## WHAT TO DO
Copy out all of the entries below, replacing "Provide" with "Give" wherever it occurs. Keep everything else in the entries unchanged.

== == ==

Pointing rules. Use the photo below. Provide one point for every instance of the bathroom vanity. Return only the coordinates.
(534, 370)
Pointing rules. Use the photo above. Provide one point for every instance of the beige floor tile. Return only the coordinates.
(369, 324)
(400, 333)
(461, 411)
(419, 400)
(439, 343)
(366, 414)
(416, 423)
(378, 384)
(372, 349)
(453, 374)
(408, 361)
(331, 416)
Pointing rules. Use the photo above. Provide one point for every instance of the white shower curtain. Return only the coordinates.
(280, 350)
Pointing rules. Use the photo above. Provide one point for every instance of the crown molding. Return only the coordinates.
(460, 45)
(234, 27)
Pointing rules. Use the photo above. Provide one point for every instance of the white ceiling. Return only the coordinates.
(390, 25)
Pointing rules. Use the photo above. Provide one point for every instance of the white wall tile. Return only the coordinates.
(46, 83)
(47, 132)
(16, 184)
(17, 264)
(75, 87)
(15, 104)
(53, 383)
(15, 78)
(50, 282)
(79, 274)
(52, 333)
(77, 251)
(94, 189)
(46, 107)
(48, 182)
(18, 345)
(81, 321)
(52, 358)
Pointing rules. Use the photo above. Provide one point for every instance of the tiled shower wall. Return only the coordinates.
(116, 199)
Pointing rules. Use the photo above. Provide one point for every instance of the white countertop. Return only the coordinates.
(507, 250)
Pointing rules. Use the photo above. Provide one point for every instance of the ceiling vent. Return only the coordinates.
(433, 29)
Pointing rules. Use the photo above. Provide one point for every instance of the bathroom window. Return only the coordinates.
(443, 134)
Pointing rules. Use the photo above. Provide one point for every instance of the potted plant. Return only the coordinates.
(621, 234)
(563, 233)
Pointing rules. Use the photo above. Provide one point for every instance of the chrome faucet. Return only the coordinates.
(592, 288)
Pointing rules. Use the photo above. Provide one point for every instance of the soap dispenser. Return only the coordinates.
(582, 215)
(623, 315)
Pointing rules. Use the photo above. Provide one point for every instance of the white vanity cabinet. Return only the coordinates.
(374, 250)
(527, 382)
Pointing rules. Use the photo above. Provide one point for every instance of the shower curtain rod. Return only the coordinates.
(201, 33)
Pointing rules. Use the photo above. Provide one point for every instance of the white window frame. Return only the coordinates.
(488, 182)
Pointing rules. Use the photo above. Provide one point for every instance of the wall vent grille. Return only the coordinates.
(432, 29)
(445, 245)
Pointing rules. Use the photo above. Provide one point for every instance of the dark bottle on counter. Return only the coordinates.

== == ==

## RESULT
Pointing rules. Use the photo below. Give one point for every instance of the bathroom vanity. Return only the coordinates.
(534, 370)
Pointing rules. Use the photo above. Give one point for every instance of the beige floor tile. Return only the coordinates.
(369, 324)
(400, 333)
(461, 411)
(419, 400)
(439, 343)
(366, 414)
(416, 423)
(378, 384)
(372, 349)
(453, 374)
(408, 361)
(331, 416)
Pointing rules. Use the photo above. Give one point for every instance of the white shower curtain. Return only the coordinates.
(280, 350)
Pointing rules. Use the photo above. Give one point for every instance of the crown molding. Return only the coordinates.
(460, 45)
(234, 27)
Pointing rules. Use the photo above. Give one point for every instance of the white ceiling. Return only the coordinates.
(390, 25)
Pointing rules. Use the photo above. Give one point for every instance of the white wall tile. Return only the coordinates.
(46, 83)
(47, 132)
(16, 184)
(17, 264)
(75, 87)
(15, 104)
(53, 383)
(15, 78)
(50, 282)
(79, 274)
(52, 333)
(77, 251)
(94, 189)
(46, 107)
(48, 182)
(18, 345)
(81, 321)
(52, 358)
Pointing rules. Use the photo above. Give one point for every instance of the tiled shower wall. Return only the coordinates.
(116, 199)
Pointing rules. Use the photo above. Give one point for every instance of the white countertop. Return only the coordinates.
(507, 250)
Pointing rules. Use the photo above. Give one point for every instance of the ceiling vent. Return only the coordinates.
(433, 29)
Pointing rules. Use the photo above. Give one point for every instance of the bathroom window. Return only the coordinates.
(443, 134)
Pointing rules. Use the photo above. Give one point for every instance of the potted plant. Return only the coordinates.
(621, 234)
(563, 233)
Pointing rules. Use the photo above. Give one point for every instance of the chrome faucet. Return only the coordinates.
(592, 288)
Pointing rules. Use the photo above. Give one point for every instance of the soap dispenser. Return only the coordinates.
(582, 215)
(623, 315)
Pointing rules. Use the photo above. Give one point for every instance of the white vanity cabinet. Return only the coordinates.
(374, 250)
(527, 382)
Pointing rules. Use the photo above. Give one point for every instance of the shower curtain rod. Return only the coordinates.
(201, 33)
Pointing rules. Use the photo above. Give one point for every instance of the white window frame. Return only the coordinates.
(488, 182)
Pointing rules. Use the photo above. Give one point for every instance of the wall vent grille. Return only the coordinates.
(432, 29)
(445, 245)
Pointing rules. Use the photo above. Give one point for every instance of the dark bottle on counter. Return only the coordinates.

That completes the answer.